TEXT SHOWN -
## BEGIN
It seems to be the exact cause for the memory issues. I'm now walkround it by commenting out the eventfd clearing statement in the disconnect methods, and it works without spin_before_park.

impl<T: Copy> Producer<T> {
    ...
    pub(crate) fn disconnect(&self) -> bool {
        // (*self.buffer).producer_eventfd.set(None);
        (*self.buffer).disconnect_producer()
    }
}

impl<T: Copy> Consumer<T> {
    ...
    pub(crate) fn disconnect(&self) -> bool {
        // (*self.buffer).consumer_eventfd.set(None);
        (*self.buffer).disconnect_consumer()
    }
}

However the hanging problem is still there, with very low probability to occur. Have to reproduce it with a loop. And seems it's only reproduceable when the receiving executor was built without spin_before_park.

use glommio::channels::shared_channel;
use glommio::prelude::*;
use std::sync::mpsc::sync_channel;
use std::time::{Duration, Instant};

fn test_spsc(capacity: usize) {
    let runs: u32 = 10_000_000;
    let (sender, receiver) = shared_channel::new_bounded(capacity);

    let sender = LocalExecutorBuilder::new()
        .pin_to_cpu(0)
        //.spin_before_park(Duration::from_millis(10))
## END
STATED GOAL -
In the forum post, what workaround does the writer use for the memory issues? The rows that follow have no connection to the forum post.

SUPPLIED MATERIAL -
## BEGIN
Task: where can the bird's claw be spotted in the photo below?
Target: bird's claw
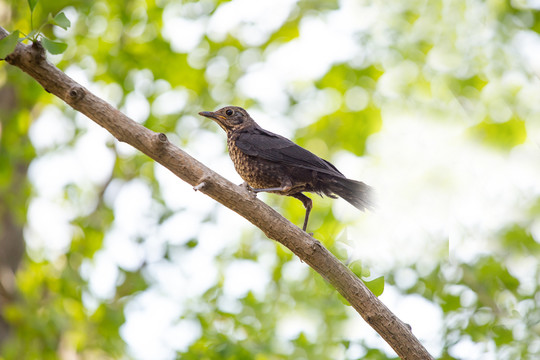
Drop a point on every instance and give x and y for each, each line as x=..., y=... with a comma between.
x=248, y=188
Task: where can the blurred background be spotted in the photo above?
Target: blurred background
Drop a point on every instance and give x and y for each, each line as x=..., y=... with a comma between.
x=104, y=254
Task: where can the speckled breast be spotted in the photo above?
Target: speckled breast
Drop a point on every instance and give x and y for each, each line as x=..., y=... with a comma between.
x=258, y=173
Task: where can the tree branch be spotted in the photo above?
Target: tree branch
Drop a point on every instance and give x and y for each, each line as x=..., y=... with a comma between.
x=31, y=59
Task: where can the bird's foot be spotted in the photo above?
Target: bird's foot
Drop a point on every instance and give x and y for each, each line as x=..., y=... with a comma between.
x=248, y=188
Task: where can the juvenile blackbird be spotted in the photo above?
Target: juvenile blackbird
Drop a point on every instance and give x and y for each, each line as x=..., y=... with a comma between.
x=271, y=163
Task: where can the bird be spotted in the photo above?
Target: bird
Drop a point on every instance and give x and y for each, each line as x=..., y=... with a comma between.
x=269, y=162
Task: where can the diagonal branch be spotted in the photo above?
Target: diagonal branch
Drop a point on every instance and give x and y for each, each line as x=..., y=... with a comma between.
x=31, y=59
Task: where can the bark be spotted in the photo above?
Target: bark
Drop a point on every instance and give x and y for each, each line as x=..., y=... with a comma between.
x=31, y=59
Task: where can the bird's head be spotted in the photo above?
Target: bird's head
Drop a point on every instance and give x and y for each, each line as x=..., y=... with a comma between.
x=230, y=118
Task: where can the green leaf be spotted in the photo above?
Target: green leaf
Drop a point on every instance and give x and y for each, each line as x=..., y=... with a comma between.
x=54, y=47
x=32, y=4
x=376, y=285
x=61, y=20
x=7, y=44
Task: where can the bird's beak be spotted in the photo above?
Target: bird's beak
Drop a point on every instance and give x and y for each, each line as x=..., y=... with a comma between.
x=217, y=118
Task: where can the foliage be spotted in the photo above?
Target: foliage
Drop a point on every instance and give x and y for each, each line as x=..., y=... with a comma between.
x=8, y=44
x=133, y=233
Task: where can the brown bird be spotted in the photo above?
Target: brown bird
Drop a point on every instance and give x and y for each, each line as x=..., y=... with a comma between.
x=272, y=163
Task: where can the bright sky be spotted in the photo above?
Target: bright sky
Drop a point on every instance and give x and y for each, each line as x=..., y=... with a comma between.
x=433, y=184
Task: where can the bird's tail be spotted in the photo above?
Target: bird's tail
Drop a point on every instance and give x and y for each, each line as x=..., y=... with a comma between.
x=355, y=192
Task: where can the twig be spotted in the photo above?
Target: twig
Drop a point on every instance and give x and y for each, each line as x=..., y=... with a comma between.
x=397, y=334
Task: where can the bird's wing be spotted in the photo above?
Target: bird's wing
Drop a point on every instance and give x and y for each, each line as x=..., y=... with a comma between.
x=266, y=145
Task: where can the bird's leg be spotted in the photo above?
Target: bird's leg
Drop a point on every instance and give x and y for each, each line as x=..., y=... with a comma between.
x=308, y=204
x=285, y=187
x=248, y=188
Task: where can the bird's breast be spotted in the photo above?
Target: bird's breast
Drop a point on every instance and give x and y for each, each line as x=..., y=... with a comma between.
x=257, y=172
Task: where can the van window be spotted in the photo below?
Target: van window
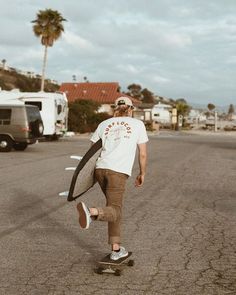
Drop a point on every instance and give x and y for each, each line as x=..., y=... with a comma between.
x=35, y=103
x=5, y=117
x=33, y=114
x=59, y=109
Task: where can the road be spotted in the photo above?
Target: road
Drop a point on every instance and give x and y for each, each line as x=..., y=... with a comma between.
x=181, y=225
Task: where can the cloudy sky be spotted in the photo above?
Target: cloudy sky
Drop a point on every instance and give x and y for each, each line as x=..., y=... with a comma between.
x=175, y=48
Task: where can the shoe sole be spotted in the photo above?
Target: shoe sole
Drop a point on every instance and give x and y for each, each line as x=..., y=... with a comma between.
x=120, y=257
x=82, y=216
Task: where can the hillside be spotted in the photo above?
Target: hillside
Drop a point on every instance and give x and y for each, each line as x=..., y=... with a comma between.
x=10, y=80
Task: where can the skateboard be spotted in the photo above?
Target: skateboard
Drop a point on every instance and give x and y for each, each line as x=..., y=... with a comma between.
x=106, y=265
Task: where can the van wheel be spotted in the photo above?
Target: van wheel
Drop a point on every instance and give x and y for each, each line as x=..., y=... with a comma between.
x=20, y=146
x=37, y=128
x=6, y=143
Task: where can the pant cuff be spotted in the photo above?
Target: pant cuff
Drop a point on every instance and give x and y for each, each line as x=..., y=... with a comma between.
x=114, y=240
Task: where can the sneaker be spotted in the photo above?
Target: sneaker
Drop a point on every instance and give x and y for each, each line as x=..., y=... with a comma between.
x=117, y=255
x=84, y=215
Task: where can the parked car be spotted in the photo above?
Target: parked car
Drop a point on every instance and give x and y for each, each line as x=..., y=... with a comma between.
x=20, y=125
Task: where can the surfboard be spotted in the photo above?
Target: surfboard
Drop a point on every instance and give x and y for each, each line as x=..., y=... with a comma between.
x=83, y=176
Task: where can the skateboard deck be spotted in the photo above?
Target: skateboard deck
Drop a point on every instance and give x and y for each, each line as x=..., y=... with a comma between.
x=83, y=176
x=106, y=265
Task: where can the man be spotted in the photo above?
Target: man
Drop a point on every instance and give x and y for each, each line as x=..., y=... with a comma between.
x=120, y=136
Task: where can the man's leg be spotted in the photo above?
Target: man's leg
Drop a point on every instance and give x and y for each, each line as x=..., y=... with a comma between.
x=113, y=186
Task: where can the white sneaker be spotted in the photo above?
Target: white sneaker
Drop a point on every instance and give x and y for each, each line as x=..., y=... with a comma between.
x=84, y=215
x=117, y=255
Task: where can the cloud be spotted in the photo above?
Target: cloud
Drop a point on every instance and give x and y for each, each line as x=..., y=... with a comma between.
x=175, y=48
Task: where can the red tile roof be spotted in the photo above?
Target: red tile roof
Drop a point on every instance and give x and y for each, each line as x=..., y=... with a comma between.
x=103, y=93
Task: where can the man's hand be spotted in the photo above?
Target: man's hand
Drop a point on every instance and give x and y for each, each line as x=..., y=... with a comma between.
## END
RESULT BELOW -
Commenting out the eventfd clearing statement in the disconnect methods.